→ WHAT IS EXPECTED:
Put the lines between the one holding "# test: pin the soil, one point per instance" and the one holding "point(106, 19)", inclusive, into a JSON list of strings, one string per line, omitting any blank lines.

→ RECORDS TO PROCESS:
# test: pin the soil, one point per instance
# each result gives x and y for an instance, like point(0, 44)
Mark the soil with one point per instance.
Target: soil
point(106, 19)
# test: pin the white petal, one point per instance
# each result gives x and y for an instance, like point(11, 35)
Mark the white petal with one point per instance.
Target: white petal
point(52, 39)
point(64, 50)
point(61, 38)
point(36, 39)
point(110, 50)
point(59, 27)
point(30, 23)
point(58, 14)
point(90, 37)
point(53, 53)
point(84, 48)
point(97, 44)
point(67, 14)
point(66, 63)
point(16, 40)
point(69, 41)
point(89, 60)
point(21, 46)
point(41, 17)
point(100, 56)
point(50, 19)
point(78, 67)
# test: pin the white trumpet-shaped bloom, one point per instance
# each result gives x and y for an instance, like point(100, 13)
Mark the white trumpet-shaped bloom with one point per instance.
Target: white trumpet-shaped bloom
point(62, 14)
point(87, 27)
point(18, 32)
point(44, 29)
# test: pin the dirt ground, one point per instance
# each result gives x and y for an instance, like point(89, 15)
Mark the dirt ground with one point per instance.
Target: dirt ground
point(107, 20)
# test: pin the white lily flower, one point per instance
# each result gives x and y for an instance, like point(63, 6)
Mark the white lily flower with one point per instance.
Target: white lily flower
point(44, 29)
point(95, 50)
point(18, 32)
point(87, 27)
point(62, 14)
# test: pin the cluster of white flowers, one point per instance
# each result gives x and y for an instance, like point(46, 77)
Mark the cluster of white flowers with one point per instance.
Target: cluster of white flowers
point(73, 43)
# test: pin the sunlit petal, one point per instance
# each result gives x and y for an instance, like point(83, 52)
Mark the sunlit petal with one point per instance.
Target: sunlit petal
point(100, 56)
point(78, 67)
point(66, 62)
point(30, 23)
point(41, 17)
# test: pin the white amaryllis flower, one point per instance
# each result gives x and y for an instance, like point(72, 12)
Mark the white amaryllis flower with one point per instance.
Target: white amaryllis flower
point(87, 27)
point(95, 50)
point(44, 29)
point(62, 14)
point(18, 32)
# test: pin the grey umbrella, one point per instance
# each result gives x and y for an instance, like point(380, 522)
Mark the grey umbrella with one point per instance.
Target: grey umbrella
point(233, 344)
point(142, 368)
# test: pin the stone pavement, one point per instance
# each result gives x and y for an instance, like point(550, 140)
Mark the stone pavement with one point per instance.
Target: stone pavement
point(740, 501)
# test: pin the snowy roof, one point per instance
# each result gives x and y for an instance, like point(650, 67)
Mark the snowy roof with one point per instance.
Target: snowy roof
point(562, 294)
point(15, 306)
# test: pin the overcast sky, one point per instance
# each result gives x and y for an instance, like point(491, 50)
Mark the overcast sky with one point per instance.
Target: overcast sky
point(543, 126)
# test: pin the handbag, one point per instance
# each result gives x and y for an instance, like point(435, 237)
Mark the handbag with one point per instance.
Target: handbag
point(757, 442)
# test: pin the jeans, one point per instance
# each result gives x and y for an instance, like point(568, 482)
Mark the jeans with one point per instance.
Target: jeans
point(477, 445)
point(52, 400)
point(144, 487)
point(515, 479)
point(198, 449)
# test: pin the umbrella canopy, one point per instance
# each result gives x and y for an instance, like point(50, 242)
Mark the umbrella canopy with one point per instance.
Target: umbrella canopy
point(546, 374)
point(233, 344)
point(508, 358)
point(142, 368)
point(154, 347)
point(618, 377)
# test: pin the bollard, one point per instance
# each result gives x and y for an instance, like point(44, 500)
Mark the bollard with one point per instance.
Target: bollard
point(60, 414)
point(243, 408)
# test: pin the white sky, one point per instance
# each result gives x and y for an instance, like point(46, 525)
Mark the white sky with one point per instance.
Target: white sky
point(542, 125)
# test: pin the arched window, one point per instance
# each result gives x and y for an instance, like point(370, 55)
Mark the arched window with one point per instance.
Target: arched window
---
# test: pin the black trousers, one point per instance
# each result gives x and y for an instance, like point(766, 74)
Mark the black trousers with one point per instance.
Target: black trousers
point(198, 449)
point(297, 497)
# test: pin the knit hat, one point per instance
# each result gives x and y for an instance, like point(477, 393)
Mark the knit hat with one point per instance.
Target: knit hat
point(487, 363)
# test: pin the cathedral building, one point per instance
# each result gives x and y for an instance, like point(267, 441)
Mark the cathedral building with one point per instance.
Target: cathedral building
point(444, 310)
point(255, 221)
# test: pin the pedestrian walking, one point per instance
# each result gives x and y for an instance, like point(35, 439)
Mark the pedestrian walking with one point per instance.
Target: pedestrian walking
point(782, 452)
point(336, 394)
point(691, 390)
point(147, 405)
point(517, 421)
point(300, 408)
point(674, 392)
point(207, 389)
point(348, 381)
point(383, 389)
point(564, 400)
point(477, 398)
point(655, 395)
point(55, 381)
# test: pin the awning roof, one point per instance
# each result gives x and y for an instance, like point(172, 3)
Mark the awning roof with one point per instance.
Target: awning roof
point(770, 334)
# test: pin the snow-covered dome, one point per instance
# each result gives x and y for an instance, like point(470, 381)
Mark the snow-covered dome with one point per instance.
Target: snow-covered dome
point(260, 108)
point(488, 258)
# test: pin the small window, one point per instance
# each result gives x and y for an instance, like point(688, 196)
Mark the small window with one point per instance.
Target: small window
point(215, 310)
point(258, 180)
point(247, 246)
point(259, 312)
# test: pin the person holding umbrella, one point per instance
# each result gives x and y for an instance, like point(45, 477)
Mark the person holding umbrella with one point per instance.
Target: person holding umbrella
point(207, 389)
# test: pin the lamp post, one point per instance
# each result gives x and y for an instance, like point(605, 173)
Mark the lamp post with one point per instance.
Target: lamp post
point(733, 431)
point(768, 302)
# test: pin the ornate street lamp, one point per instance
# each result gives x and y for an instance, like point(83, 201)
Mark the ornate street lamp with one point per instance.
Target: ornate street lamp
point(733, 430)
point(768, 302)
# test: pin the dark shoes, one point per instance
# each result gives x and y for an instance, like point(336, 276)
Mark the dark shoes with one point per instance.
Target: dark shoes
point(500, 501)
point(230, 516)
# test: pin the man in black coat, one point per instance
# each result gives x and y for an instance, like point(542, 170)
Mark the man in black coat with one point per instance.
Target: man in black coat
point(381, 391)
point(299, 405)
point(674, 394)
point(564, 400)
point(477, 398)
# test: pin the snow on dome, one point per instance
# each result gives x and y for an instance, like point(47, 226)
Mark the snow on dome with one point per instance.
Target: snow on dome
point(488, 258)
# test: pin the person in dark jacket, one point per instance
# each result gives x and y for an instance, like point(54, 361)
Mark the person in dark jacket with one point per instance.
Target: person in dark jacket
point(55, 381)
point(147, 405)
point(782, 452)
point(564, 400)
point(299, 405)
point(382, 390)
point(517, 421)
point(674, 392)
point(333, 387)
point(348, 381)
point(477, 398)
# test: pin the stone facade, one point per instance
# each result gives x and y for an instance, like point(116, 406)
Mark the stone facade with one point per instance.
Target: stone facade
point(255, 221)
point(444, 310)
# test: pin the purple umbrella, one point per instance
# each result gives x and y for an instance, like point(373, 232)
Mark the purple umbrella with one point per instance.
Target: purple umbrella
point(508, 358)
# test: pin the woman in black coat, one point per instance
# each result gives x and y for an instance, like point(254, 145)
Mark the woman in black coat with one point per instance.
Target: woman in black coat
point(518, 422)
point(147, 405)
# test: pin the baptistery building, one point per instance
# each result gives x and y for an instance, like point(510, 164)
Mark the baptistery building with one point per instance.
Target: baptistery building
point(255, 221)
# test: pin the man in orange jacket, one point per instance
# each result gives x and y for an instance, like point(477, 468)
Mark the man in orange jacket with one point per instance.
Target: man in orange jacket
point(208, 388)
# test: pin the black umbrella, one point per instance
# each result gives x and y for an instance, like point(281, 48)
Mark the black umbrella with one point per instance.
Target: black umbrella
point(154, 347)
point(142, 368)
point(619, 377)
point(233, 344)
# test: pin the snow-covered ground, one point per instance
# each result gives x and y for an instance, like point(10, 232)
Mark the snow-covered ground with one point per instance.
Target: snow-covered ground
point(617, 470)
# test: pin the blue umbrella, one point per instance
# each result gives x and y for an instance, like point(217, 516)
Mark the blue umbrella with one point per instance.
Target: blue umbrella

→ REPLY:
[
  "# test: pin the soil, one point per instance",
  "# each result gives x and y for an instance, like point(0, 44)",
  "Mark the soil with one point per instance.",
  "Target: soil",
  "point(106, 19)"
]